>> Start

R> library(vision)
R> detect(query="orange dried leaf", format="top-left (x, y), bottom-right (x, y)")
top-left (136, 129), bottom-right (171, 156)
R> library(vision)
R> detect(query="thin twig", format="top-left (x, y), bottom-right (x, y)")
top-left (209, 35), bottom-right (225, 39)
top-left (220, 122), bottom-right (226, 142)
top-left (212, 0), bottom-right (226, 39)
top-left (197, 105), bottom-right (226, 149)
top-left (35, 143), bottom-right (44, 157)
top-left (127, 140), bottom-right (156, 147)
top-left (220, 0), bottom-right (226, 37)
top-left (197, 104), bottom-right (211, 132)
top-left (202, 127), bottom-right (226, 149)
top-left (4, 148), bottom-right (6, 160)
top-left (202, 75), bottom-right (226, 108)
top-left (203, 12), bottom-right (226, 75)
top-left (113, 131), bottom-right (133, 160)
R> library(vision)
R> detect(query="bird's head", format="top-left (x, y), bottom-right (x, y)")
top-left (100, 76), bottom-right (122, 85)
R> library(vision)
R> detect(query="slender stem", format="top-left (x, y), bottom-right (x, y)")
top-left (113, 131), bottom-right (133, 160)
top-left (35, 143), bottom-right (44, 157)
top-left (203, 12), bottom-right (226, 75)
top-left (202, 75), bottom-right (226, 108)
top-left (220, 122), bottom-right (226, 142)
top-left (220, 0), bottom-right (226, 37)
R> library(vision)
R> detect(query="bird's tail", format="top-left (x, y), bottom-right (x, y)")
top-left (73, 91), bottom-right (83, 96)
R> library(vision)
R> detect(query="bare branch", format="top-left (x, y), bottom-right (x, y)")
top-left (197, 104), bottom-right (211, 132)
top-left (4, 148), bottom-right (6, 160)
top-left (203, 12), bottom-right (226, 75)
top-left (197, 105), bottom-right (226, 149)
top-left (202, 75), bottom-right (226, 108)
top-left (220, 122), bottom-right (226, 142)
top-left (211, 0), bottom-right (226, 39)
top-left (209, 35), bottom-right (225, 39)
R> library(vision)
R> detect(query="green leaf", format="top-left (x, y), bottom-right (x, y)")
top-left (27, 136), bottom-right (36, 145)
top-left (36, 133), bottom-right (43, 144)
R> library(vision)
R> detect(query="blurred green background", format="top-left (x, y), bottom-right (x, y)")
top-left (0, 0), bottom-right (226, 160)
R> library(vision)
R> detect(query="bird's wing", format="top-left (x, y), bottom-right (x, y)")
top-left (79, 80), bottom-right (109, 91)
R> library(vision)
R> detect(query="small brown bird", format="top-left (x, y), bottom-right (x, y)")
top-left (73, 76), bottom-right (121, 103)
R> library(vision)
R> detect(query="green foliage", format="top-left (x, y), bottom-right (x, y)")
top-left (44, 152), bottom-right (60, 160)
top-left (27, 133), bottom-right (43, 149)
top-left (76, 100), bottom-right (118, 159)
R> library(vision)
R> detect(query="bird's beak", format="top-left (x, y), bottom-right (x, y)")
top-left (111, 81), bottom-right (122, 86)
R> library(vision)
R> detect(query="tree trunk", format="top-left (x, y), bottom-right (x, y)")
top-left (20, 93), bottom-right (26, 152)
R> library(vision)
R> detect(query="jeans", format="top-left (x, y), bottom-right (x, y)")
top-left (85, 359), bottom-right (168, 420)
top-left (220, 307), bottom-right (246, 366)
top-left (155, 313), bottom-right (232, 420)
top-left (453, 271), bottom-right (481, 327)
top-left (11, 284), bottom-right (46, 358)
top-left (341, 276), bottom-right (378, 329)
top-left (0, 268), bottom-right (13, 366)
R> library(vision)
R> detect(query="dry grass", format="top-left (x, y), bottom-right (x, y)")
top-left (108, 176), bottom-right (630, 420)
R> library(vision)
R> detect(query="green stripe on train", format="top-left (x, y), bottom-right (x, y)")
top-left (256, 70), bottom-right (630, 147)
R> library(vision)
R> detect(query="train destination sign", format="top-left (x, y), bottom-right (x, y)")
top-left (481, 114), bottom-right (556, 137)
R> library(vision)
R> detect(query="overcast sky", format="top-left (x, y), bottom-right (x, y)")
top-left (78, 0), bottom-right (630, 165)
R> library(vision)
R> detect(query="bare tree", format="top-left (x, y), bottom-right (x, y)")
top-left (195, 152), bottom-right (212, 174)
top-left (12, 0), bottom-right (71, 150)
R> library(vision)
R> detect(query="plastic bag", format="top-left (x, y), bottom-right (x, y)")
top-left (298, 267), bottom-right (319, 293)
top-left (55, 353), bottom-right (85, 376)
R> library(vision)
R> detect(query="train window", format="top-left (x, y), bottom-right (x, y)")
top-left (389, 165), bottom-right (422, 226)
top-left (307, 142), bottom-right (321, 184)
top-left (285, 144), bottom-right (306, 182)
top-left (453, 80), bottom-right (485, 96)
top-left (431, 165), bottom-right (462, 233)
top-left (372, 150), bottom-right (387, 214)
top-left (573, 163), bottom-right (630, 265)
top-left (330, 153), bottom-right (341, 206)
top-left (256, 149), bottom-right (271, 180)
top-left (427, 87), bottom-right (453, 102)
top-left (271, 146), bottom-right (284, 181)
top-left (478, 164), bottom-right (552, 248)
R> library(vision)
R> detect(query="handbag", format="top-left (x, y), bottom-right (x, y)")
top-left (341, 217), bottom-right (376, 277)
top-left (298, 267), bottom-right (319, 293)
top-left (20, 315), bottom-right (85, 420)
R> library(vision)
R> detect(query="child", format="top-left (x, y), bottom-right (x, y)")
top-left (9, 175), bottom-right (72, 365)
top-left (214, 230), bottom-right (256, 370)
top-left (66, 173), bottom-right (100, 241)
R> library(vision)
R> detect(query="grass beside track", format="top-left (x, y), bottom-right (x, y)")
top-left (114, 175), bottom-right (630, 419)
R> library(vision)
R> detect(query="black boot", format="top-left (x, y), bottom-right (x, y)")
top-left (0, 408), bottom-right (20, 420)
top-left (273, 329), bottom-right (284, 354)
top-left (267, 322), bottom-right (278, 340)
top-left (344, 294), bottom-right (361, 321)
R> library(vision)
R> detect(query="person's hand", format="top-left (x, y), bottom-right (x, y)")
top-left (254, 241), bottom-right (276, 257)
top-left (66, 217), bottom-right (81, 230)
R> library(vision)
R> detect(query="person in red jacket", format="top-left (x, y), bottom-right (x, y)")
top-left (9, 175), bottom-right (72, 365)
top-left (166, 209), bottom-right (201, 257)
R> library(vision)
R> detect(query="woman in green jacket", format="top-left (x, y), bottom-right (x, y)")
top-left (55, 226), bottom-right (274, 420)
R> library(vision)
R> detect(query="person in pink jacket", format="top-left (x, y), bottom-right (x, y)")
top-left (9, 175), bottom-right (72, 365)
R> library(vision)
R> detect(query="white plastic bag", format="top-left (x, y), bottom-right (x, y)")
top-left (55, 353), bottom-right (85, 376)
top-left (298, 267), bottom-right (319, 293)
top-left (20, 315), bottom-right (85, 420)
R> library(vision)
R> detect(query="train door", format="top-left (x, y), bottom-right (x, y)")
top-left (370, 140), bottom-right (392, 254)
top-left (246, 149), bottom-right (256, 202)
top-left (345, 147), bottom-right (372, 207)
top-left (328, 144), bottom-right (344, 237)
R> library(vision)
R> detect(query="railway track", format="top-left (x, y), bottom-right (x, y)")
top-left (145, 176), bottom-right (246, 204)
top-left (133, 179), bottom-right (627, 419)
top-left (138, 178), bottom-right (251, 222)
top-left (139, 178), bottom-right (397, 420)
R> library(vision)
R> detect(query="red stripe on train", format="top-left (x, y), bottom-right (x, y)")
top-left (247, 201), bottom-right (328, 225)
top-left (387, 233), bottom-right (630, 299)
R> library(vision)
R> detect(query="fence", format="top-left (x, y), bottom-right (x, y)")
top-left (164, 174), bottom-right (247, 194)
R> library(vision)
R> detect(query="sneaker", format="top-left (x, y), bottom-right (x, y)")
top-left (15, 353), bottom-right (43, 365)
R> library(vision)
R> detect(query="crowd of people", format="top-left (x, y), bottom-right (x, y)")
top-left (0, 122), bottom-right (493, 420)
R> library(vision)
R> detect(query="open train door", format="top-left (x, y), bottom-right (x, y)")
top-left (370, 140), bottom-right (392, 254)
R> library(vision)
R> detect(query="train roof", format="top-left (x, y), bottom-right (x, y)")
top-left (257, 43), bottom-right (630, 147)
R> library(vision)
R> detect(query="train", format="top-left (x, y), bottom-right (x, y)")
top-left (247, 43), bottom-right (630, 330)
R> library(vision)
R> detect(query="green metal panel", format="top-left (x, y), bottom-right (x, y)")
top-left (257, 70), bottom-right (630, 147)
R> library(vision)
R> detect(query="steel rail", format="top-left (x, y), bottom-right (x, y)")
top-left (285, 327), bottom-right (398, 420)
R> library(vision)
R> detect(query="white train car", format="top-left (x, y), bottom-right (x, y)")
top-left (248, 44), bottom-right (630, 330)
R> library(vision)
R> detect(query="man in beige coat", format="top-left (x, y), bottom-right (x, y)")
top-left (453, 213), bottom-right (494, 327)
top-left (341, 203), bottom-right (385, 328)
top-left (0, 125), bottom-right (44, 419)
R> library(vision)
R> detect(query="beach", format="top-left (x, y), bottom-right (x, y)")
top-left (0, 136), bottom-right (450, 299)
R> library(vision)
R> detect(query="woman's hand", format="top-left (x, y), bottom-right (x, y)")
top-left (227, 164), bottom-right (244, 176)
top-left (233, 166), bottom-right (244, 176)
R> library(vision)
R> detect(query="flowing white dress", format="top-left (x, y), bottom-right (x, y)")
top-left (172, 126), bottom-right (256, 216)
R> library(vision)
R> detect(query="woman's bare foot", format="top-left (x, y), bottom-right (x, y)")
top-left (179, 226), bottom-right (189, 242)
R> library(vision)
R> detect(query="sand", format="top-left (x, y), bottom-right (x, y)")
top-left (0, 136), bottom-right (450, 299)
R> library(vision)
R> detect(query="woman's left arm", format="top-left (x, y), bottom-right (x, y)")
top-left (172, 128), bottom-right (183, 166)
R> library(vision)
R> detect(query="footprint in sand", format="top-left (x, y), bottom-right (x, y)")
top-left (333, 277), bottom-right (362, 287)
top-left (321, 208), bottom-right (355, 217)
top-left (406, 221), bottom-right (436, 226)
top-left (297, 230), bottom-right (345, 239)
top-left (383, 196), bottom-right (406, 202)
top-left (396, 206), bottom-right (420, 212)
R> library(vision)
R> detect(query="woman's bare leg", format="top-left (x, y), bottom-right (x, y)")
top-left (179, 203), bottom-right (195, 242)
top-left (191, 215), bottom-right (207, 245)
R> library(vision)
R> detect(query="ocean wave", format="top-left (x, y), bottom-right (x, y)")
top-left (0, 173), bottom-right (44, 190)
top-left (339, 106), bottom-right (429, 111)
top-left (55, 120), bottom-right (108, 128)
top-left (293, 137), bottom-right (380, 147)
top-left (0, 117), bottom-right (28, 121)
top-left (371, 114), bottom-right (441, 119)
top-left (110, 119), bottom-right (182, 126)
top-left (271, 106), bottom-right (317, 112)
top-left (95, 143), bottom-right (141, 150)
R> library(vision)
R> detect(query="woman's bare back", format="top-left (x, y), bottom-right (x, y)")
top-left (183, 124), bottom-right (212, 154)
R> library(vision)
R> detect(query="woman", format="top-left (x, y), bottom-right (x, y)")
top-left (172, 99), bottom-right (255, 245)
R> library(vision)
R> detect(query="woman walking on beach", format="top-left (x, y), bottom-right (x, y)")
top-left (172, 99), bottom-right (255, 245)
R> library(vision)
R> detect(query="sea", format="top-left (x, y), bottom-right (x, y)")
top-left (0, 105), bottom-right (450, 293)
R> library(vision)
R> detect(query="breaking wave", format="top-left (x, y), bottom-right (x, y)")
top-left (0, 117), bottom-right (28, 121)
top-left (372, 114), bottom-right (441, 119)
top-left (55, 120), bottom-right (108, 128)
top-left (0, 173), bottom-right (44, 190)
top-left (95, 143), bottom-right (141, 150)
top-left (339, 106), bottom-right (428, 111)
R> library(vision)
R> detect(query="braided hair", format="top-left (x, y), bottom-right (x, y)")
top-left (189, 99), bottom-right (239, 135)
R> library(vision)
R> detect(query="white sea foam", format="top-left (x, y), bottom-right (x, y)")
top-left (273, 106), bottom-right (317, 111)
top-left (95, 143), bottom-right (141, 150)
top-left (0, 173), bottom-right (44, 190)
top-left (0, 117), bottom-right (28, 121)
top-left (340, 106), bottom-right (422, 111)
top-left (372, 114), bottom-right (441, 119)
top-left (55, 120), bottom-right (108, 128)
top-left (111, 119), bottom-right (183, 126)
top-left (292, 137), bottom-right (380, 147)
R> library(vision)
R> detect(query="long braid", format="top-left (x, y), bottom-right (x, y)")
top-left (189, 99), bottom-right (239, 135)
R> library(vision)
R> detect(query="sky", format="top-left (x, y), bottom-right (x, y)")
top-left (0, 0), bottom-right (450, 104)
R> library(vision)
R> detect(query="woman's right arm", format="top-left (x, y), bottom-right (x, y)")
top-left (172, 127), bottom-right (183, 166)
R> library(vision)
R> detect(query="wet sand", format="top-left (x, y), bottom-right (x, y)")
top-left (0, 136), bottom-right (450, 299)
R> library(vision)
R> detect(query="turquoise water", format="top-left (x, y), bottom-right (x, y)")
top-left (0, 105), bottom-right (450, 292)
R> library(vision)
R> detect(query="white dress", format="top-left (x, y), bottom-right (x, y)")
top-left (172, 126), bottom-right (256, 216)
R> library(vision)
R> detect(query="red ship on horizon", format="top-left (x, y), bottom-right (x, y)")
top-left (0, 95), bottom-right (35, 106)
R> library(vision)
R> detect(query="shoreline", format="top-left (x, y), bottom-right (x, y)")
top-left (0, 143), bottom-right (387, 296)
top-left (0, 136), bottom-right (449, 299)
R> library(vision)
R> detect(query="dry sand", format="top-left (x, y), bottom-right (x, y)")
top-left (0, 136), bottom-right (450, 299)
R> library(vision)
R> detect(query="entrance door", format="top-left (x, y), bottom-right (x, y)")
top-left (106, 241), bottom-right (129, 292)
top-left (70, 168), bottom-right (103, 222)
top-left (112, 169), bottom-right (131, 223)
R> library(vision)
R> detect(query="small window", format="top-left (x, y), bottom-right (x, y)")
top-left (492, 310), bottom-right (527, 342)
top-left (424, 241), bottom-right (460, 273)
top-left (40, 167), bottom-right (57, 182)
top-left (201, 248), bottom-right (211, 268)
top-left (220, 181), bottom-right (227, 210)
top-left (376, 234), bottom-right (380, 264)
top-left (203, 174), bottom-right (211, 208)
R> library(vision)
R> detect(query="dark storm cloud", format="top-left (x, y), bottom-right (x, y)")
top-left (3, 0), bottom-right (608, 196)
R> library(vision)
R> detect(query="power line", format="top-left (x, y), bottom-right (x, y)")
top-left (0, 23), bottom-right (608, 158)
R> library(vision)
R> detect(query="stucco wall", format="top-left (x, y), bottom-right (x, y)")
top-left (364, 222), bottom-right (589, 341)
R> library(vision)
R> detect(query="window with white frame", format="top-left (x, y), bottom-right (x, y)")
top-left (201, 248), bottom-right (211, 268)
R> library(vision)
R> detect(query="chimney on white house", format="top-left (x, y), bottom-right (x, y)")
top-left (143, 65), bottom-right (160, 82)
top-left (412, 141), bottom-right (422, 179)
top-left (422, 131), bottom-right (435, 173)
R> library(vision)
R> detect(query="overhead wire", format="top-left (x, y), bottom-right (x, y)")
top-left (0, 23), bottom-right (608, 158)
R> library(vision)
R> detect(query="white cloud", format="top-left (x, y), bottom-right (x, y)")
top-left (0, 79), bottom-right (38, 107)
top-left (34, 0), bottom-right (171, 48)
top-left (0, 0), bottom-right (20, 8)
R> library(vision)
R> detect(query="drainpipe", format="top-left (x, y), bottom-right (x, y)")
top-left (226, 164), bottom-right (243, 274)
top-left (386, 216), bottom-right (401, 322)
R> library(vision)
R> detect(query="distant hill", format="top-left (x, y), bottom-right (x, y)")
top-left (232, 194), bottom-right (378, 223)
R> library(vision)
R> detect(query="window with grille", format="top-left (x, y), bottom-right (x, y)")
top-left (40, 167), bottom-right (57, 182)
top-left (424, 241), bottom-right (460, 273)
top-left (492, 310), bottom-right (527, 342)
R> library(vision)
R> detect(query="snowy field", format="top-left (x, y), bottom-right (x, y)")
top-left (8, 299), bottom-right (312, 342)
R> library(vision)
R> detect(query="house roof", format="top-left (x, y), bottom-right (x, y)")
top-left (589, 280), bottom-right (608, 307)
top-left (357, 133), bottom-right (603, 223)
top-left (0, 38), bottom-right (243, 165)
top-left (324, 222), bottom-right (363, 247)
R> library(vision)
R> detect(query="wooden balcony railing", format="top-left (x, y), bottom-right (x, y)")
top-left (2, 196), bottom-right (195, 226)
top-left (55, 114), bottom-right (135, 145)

>> End

| Short task |
Rewrite everything from the start of the records down to the line containing "top-left (136, 129), bottom-right (171, 156)", putting "brown dried leaf" in place of "orange dried leaf" and leaving the rest unchanged.

| Solved problem |
R> library(vision)
R> detect(query="brown dried leaf", format="top-left (x, y), bottom-right (x, y)")
top-left (136, 129), bottom-right (171, 156)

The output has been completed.